- Data for processing:
####

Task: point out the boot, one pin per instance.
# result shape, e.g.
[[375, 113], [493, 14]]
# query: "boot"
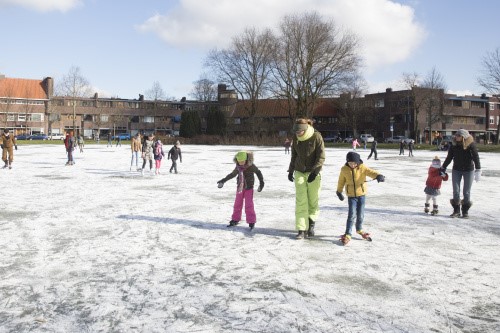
[[310, 231], [456, 208], [301, 234], [434, 210], [426, 209], [465, 209], [345, 239]]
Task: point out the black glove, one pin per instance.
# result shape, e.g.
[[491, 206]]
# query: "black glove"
[[312, 177]]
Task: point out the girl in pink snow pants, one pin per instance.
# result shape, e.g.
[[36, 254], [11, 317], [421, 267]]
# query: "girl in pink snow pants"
[[245, 170]]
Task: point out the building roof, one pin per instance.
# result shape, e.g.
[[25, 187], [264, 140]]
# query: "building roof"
[[278, 108], [22, 88]]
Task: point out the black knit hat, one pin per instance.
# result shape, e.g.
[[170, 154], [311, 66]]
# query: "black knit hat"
[[353, 157]]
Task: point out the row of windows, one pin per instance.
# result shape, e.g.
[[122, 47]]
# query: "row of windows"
[[25, 117], [22, 101]]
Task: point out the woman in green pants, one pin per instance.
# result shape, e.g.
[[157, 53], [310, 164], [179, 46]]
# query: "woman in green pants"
[[308, 156]]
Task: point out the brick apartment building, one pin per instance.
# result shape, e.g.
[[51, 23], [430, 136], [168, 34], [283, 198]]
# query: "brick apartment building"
[[29, 106]]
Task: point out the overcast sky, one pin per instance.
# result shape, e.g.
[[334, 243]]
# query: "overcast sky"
[[123, 47]]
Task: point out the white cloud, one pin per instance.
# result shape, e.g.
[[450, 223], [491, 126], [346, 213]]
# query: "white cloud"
[[388, 30], [43, 5]]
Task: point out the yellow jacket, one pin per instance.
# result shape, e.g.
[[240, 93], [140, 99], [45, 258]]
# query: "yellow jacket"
[[354, 179]]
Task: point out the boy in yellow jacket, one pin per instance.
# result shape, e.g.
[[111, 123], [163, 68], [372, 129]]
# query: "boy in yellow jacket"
[[353, 177]]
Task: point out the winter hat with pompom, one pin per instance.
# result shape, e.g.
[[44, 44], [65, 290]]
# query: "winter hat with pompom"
[[436, 162], [463, 133], [241, 156]]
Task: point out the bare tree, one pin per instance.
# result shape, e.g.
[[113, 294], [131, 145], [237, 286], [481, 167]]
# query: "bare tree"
[[349, 108], [314, 60], [433, 98], [490, 78], [411, 82], [246, 65], [204, 89], [156, 94], [75, 86]]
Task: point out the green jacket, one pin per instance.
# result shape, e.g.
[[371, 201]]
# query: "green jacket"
[[308, 155]]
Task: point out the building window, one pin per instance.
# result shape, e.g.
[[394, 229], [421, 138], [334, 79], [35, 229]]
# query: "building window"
[[36, 117]]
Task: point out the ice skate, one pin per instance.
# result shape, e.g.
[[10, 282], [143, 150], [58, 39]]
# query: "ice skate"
[[233, 223], [345, 239], [365, 235], [435, 210], [301, 235]]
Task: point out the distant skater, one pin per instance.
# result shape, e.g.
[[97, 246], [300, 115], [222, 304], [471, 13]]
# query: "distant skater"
[[147, 153], [135, 147], [373, 150], [173, 154], [287, 145], [158, 155], [8, 145]]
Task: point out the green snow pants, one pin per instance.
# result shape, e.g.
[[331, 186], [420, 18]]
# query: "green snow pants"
[[306, 199]]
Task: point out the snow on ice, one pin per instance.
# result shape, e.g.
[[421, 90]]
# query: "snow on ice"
[[95, 247]]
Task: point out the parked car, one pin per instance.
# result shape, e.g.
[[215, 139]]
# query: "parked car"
[[122, 136], [366, 138], [334, 138], [442, 140], [38, 137], [56, 136]]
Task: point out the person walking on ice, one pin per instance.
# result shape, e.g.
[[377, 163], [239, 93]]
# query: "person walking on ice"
[[175, 153], [147, 153], [433, 184], [135, 146], [353, 178], [245, 170], [466, 166], [158, 155], [8, 145], [308, 156]]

####

- Exercise requirements: Rewrite the stretch of rows from the line containing "Task: point out the overcast" through the line containing "[[233, 223], [345, 239], [365, 235], [435, 210], [301, 235]]", changing every "jacket" to "coat" and keeping everything else the same.

- Written solution:
Task: point out the overcast sky, one pin per instance.
# result shape, e.g.
[[334, 243]]
# query: "overcast sky"
[[123, 47]]
Task: point out the white cloud, one pin per instance.
# result shape, e.g.
[[450, 223], [491, 126], [346, 213]]
# query: "white cloud"
[[388, 30], [43, 5]]
Task: point out the yellow coat, one pin per instance.
# result shape, e.g.
[[240, 93], [140, 99], [45, 258]]
# query: "yellow coat"
[[354, 179]]
Task: point out the boy in yellow coat, one pin per instance.
# result shape, e.g.
[[111, 123], [163, 68], [372, 129]]
# query: "boy in yellow coat"
[[353, 177]]
Task: point out the winter hat with pompom, one pin per instance.
# result shape, e.g.
[[44, 44], [65, 290]]
# query: "winter hat with pompom"
[[436, 162], [463, 133], [241, 156]]
Task: point out the bare tree, one pin per instance.
# result shape, e.g.
[[113, 294], [131, 145], [237, 286], [481, 167]]
# query: "bare tree"
[[349, 108], [314, 60], [433, 98], [490, 78], [411, 82], [246, 65], [204, 89], [156, 94], [75, 86]]
Task: point out the green coat, one pin per instance.
# result shape, e.g.
[[371, 201]]
# query: "green coat"
[[308, 155]]
Task: point out the building window, one pin per instance.
# result shape, e.g.
[[394, 229], [421, 138], [334, 79], [35, 229]]
# query: "building window"
[[36, 117]]
Task: point out the ice skate, one pin per instance.
# result shape, e.g.
[[10, 282], [143, 150], [58, 39]]
# query: "ice skate"
[[233, 223], [345, 239], [365, 235], [435, 210], [301, 235]]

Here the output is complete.